WRITTEN EXERCISE — Copy out all the lines exactly. Omit pictures.

[start]

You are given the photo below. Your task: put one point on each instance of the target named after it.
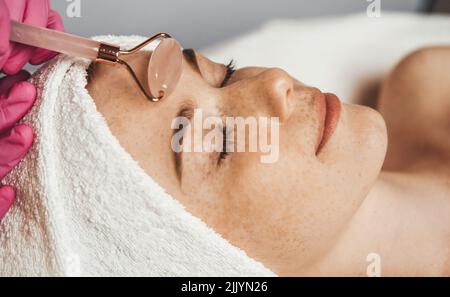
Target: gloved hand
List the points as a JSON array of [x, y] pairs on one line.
[[16, 95]]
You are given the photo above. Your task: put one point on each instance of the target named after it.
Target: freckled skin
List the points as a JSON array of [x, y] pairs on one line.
[[305, 214]]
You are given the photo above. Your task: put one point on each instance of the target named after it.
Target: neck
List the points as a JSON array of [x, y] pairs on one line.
[[393, 228]]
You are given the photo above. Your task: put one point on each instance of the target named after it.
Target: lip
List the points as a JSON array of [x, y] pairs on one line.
[[329, 109]]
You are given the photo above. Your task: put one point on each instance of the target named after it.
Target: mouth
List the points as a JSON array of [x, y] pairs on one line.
[[329, 109]]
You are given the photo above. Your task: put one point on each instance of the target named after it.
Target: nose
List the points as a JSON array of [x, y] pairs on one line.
[[278, 87]]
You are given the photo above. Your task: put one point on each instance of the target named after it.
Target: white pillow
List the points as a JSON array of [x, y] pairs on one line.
[[337, 54]]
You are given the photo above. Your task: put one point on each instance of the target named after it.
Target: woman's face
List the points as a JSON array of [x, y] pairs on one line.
[[284, 213]]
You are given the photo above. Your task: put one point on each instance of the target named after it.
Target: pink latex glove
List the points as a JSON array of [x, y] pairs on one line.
[[16, 95]]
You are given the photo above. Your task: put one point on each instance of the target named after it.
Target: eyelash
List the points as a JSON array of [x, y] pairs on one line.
[[231, 68], [225, 143]]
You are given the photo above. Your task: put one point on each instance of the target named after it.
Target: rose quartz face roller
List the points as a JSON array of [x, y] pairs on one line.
[[164, 66]]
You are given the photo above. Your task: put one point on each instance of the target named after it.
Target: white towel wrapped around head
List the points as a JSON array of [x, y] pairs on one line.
[[85, 207]]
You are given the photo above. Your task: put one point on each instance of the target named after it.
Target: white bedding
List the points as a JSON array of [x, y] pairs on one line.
[[343, 54]]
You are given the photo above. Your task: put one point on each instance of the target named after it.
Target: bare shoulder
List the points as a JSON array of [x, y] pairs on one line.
[[415, 102]]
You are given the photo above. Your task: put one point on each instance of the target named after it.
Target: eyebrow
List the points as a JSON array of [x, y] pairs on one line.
[[191, 58], [186, 111]]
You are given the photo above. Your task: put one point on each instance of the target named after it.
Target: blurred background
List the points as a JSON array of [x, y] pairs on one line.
[[201, 23]]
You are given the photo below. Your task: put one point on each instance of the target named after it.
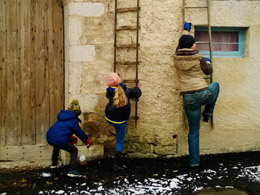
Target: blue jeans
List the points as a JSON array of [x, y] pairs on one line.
[[192, 105], [120, 135]]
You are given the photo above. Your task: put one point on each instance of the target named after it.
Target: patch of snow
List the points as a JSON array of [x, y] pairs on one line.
[[46, 174]]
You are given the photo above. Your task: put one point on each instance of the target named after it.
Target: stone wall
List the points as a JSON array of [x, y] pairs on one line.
[[162, 127]]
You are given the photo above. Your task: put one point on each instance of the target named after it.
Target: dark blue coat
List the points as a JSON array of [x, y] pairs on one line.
[[66, 125]]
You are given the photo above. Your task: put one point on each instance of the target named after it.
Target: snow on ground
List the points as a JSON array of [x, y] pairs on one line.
[[158, 185]]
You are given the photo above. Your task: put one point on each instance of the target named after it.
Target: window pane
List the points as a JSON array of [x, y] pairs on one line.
[[221, 41]]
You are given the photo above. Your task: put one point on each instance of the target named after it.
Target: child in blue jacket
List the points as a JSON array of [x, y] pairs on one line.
[[60, 136], [118, 110]]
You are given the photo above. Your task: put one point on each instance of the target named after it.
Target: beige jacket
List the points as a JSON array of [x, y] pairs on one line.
[[188, 65]]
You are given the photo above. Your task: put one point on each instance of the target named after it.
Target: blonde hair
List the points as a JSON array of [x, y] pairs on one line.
[[120, 98]]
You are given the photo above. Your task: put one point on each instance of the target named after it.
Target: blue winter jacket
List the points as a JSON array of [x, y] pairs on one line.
[[66, 125]]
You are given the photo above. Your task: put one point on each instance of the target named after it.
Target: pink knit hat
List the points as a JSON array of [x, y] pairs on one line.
[[113, 79]]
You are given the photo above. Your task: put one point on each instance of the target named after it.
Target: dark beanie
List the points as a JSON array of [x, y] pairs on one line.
[[186, 41]]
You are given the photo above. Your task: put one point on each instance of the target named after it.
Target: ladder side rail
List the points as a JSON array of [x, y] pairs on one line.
[[210, 51], [137, 60], [115, 36]]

[end]

EXERCISE SOLUTION —
You are given the photo below. Your task: put one point on each instance of the target named after it.
Target: gloved hand
List the points as a JSON array of [x, y] pairs on one line.
[[16, 95]]
You are given the photo above. Your task: put one point on each instance of the target named after it.
Target: freckled skin
List the points as a JSON array of [x, y] pairs on one line.
[[305, 214]]
You are given the photo above. Your task: put one point on each instance of the target named after it.
Target: neck
List the points as a JSON array of [x, y] pairs on one line.
[[393, 228]]
You are given the photo above. Your task: put one point on each instance of the target named after it.
Target: lip
List the points as a JSON array of [x, y] pairs on one line.
[[329, 109]]
You are given the photo above. Your task: put one point on each instance of the target named after it.
Target: mouth
List the points as a JSON array of [x, y] pairs on one line.
[[329, 109]]
You are given the photo above. Your task: put one point on each instance of the target named after it.
Target: nose
List the points as a JSON array of [x, y] pairs on one line.
[[278, 87]]
You are given the photo above. Your task: put one point on each instance of the target named after it.
Target: white pillow
List the points as a JSON array of [x, y] pairs on one line.
[[337, 54]]
You are given the photo above. Your task: put one point on each instance of the target named after it.
Target: woman's face
List the points as a JSON array of [x, y] pairs on one line.
[[284, 213]]
You are given the photo above. Your task: put one point on each instance of the target named after it.
Target: pink latex glove
List the points as a JSON array of [x, y] pairs on one line.
[[16, 95]]
You are given the photo above. Your task: put one point on each instance of the target named after it.
Target: eyelash
List the points as a JSON array of [x, y] pairs on one line.
[[231, 68], [225, 143]]
You are given the photo above. Your task: put one point on each instance of the target named after it.
Target: rose quartz face roller
List the points as a JSON array of [x, y] pairs on one line.
[[164, 66]]
You are given the photo above. Your task: put one point on each instance of the target named after it.
Target: white towel wrapped around head
List the points as a JSON array of [x, y] pairs on one line.
[[85, 207]]
You are given the photo above. Your task: put one point on each instance of the target named after it.
Target: white bedding
List the points as a JSON array of [x, y] pairs on one line.
[[343, 54]]
You are given the photo above. Your task: put one point on each instance of the target named after it.
Target: bare shoulder
List the points as a JSON array of [x, y] pairs on one line.
[[415, 102]]
You are given the photo above. Your task: put one point on each instance of the target named after it.
Target: eyebrow
List the points as a JSON array of [x, y] pairs on one line.
[[191, 58], [186, 111]]
You are given the photo above. Your task: put one point on each instance of the target named after it.
Target: blurred background
List the points as a JSON array of [x, y] pairs on one line.
[[201, 23]]
You are given the photo below. Your task: put one point on each instance of the target named after it.
Target: blue jeans
List the points as a JSON array of [x, y] pairs on one line.
[[192, 105], [120, 135]]
You are given the photo above. Your task: put one point on each instance of the target named after it.
Target: patch of snow
List the points as a JSON array of [x, y] pairs on one line.
[[46, 174]]
You are given the photo above. Your task: put one point on each instance of the target named after it.
Target: stone wall
List the points as a JSON array of [x, y] pairs on one line.
[[162, 127]]
You are given the photo above. Your task: put one point on each instance of the target named after it.
Target: dark blue coat
List the points as a JSON array of [x, y] pairs on one line.
[[66, 125]]
You are given the photo above. Your task: put one point on each instance of the target named after it.
Target: snow on ground
List the points as a JSON array of [x, y] pairs on one line.
[[158, 185]]
You are given the photo above. Your task: put one point on each instance of the target named after it.
Target: window pane
List the points as a JSON array of [x, y] pairs on one line.
[[221, 41]]
You are given the photo above. Your task: put one point on each instance of the target named after it.
Target: child in blue jacket
List the points as a JSON array of [x, y] pairs on one line.
[[60, 136], [118, 110]]
You are given the photo above. Your task: put one point on each instance of the target named after it.
Target: beige jacket
List the points as a JSON array of [x, y] pairs on one line.
[[188, 65]]
You are given the photo above. Your task: put one point on each instance of the target named after it.
Target: blonde hair
List the points as a JSON array of [x, y] pairs on one line.
[[120, 98]]
You are given the photo above. Your task: put one point on each instance of the target named after it.
Target: blue winter jacket
List the points as a JSON array of [x, y] pairs on one line.
[[66, 125]]
You are given the photo above. Your task: put one point on each instance of the target named after it.
Target: pink knit hat
List the points as a JSON array of [x, y] pairs on one line.
[[113, 79]]
You are given the photo above. Your task: put one point on each instance of the target named after it.
Target: dark beanie
List the points as a JSON array of [x, y] pairs on one line.
[[186, 41]]
You are given the photo above. Your task: put one point on each instance of the target named after it.
Target: ladder side rail
List the points as a JSON array of [x, y] pairs on one line.
[[210, 51], [137, 60], [115, 36]]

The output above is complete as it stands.